--- The tasks ---
**A.** Summarize the passage on desiccant substrate preparation in two sentences.
**B.** Rewrite the part of the desiccant substrate passage starting with "The basic weight" and going on through "and easy availability.", putting "drying oven" in place of "drying chamber".

--- Page extract ---
───

The basic weight of the substrate used in the process is 50-150 gsm, preferably between 80 to 120 gsm. The fiber used in the making of such substrates can be of electrical grade fiber. The flat sheet that is to be corrugated is first passed through the desired concentration of water glass solution (from 15-40%, preferably 30%), with or without active carbon material or hydrophobic zeolite. The sheets are dried in a drying chamber, preferably using infra-red heating to ensure that the moisture content is in the desired range of 15-40%, preferably 20%. While, other types of water soluble silicates such as potassium silicate can also be used, sodium silicate is preferable due to its cost efficiency, high solubility of its byproducts, higher bonding strength and easy availability.

It is preferable to use neutral grade water soluble silicate, preferably sodium silicate to impregnate the fiber glass substrate. It is observed that the presence of high alkali content in alkaline grade as compared to neutral grade silicate necessitates use of a large quantity of reactants. Use of alkaline grade sodium silicate also results in a higher rate of gelation than neutral grade sodium silicate. The gelling rate adversely affects the characteristics of the desiccants.

The process of in situ synthesis of the desiccant material on the substrate can be accomplished simultaneously with the deposition of active carbon and/or hydrophobic zeolite material such as HISIV or ZS 05. The use of active carbon and/or hydrophobic zeolitic material enhances the level of odour removal and also provides a significant enhancement in structural strength of the substrate itself. Active carbon (and/or hydrophobic zeolitic material) in the form of powder is mixed with water soluble silicate or any suitable binder-inorganic or organic_prior to the formation of the desiccant in situ. This enables capture/encapsulation of active carbon particles or hydrophobic zeolite within the desiccant, thereby enhancing odour control, VOC adsorption, and the structural strength of the matrix itself. The corrugated sheet is produced by passing the silicate (or silicate and active carbon or hydrophobic zeolite) impregnated flat sheet through a toothed roller. Moisture content of the silicate or silicate and active carbon or hydrophobic zeolite impregnated sheets, grade of water glass, corrugated rolls, the control of clearances on the adhesive rolls and the curing heat of the adhesive are important in making a single facer unit. The corrugated sheet and the flat sheet are pressed together using additional rolls of the same material that is used for corrugation. It is preferable to avoid the use of adhesive while making single facer, even with the same water glass used for impregnation, in order to avoid powdering or higher pressure drops after synthesis. This is achieved by keeping higher moisture content in the flat sheet.

───

Stored records:
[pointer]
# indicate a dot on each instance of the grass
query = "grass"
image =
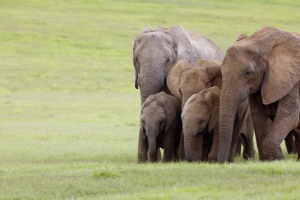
(69, 112)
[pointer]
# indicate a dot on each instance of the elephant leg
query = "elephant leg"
(197, 143)
(213, 154)
(153, 157)
(158, 154)
(286, 119)
(142, 147)
(249, 151)
(181, 152)
(169, 143)
(205, 151)
(261, 121)
(297, 143)
(235, 137)
(289, 142)
(176, 151)
(238, 148)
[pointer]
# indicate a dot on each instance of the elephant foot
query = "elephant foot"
(267, 156)
(249, 156)
(212, 157)
(142, 159)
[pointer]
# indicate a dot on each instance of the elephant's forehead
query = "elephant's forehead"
(153, 108)
(154, 37)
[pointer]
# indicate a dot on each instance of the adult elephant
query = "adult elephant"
(156, 51)
(266, 68)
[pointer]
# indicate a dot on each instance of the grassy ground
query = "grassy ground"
(69, 113)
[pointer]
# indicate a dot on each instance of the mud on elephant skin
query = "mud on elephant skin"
(156, 51)
(200, 116)
(161, 127)
(185, 80)
(264, 67)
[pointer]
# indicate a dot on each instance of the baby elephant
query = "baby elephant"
(200, 117)
(161, 123)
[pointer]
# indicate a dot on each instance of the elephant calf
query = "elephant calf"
(200, 117)
(161, 127)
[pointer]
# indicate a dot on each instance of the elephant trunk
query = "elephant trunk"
(228, 109)
(152, 145)
(188, 148)
(151, 81)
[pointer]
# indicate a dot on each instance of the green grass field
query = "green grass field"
(69, 112)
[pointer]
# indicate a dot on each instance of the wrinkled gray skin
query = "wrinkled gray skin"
(155, 52)
(161, 124)
(200, 117)
(264, 67)
(185, 80)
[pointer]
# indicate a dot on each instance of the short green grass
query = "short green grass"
(69, 112)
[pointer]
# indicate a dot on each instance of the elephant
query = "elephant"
(160, 119)
(200, 117)
(156, 51)
(265, 68)
(184, 81)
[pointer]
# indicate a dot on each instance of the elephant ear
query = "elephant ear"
(147, 102)
(147, 29)
(283, 65)
(173, 79)
(185, 47)
(212, 97)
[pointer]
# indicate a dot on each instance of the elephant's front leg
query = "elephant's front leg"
(213, 154)
(297, 142)
(261, 121)
(286, 119)
(197, 143)
(142, 146)
(169, 143)
(235, 137)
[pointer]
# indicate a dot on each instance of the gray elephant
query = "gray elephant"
(185, 80)
(156, 51)
(161, 124)
(264, 68)
(200, 117)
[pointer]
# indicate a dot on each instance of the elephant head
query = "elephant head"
(268, 61)
(184, 80)
(199, 114)
(155, 52)
(159, 111)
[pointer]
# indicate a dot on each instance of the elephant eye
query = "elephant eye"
(248, 74)
(167, 61)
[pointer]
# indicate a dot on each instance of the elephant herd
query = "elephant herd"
(199, 104)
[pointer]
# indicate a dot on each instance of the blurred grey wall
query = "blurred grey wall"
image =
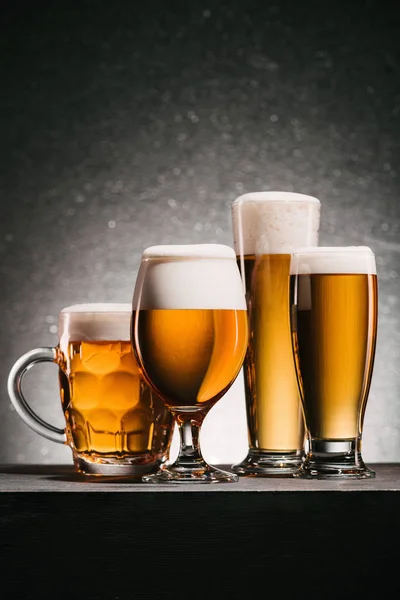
(126, 124)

───

--- Task-by-task solutions ---
**A.** A substrate of 50-150 gsm is impregnated with a water glass solution, preferably neutral grade sodium silicate, with or without active carbon or hydrophobic zeolite to improve odour removal and structural strength, and is then dried to a desired moisture content. The impregnated flat sheet is corrugated on a toothed roller and pressed together with a flat sheet to make a single facer, preferably without adhesive, which is achieved by keeping higher moisture content in the flat sheet.

**B.**
The basic weight of the substrate used in the process is 50-150 gsm, preferably between 80 to 120 gsm. The fiber used in the making of such substrates can be of electrical grade fiber. The flat sheet that is to be corrugated is first passed through the desired concentration of water glass solution (from 15-40%, preferably 30%), with or without active carbon material or hydrophobic zeolite. The sheets are dried in a drying oven, preferably using infra-red heating to ensure that the moisture content is in the desired range of 15-40%, preferably 20%. While, other types of water soluble silicates such as potassium silicate can also be used, sodium silicate is preferable due to its cost efficiency, high solubility of its byproducts, higher bonding strength and easy availability.